[Short problem] Count the lines in the material below that contain the string "white", where case matters, and reply with only that number.

[The input]

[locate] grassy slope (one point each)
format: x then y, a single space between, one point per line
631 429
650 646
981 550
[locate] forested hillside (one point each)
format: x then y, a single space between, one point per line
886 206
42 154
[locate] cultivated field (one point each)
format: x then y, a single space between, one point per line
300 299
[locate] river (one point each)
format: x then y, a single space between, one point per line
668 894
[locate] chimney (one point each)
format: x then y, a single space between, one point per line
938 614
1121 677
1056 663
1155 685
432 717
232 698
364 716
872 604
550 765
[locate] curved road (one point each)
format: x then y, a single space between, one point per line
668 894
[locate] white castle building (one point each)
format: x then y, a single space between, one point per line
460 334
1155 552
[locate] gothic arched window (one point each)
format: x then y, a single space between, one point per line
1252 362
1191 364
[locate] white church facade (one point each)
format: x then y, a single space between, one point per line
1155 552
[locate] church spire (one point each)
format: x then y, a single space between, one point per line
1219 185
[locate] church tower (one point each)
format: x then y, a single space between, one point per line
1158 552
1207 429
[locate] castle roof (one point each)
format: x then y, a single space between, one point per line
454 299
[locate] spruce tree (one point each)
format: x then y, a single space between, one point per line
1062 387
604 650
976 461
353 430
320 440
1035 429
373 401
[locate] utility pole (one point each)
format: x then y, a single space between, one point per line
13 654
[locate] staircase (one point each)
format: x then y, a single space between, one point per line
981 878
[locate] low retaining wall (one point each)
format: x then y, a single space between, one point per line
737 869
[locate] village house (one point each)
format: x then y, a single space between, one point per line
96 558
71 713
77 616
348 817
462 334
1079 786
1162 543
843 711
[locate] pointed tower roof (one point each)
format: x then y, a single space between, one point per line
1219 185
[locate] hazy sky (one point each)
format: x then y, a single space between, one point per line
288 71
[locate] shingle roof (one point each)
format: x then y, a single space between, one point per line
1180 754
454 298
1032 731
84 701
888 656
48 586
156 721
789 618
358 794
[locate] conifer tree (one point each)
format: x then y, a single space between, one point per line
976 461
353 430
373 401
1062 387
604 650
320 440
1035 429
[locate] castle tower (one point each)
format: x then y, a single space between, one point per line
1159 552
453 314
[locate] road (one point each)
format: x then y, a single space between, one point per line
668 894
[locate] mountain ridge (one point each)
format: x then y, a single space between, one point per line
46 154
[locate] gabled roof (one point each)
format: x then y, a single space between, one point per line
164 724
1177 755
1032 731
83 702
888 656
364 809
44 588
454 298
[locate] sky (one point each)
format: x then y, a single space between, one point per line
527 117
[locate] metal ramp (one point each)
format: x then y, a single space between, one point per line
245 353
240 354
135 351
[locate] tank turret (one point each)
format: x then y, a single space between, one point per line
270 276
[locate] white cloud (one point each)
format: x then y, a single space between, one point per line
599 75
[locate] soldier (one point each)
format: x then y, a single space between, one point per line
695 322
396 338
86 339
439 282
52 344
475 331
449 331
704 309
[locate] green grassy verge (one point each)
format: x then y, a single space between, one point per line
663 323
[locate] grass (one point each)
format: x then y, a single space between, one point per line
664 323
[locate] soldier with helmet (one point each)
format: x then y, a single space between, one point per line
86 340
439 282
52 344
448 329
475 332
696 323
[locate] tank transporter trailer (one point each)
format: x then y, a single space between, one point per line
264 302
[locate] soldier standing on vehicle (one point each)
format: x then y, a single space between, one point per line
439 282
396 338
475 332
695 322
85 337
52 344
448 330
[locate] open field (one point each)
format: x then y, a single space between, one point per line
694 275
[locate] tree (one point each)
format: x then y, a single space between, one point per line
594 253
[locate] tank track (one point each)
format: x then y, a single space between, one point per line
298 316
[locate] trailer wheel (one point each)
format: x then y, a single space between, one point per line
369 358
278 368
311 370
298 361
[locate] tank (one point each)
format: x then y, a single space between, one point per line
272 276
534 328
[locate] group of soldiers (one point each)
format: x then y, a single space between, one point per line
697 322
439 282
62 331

--

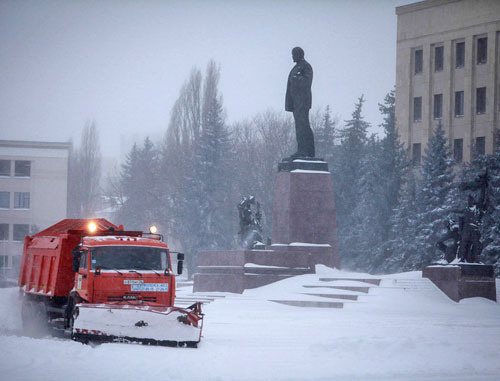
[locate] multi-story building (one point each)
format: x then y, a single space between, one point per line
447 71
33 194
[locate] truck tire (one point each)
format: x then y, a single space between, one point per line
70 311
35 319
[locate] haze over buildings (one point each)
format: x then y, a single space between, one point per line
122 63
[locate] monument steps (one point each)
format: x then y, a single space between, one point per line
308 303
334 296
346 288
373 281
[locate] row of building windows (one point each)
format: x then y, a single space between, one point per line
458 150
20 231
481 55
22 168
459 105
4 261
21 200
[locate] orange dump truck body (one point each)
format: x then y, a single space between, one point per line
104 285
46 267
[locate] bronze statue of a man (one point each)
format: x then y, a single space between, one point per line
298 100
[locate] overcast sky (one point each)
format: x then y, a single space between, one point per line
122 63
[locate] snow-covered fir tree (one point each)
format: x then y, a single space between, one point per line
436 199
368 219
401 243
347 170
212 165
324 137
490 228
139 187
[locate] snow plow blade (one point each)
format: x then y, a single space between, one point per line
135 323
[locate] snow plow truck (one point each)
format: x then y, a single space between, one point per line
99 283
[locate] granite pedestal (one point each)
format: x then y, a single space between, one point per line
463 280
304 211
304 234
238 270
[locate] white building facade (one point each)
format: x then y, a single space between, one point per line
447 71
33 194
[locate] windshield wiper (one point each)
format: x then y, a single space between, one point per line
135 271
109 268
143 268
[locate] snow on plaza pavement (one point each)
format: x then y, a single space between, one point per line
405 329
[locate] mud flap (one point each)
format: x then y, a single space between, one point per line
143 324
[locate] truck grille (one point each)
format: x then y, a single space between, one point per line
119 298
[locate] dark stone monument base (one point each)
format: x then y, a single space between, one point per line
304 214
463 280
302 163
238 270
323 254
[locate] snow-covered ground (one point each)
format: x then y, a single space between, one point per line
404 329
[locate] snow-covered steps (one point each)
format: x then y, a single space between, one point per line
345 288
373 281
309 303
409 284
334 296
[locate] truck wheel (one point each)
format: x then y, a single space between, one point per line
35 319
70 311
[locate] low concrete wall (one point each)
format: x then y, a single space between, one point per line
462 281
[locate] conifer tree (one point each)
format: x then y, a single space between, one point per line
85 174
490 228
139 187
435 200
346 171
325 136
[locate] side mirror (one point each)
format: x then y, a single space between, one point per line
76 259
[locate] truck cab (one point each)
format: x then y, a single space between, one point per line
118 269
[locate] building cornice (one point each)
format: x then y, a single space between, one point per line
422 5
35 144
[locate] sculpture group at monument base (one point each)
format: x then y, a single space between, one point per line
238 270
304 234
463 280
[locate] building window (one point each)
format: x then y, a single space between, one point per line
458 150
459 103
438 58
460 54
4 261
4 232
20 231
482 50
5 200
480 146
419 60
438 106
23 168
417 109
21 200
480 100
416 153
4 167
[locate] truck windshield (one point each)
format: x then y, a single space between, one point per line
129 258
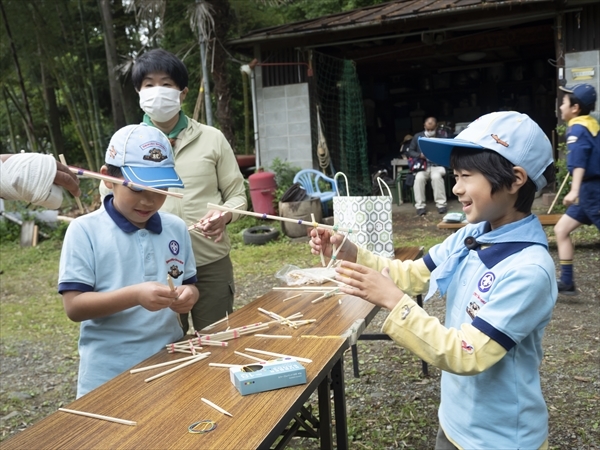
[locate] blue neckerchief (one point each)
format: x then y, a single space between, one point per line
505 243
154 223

[Answer to this problem] 4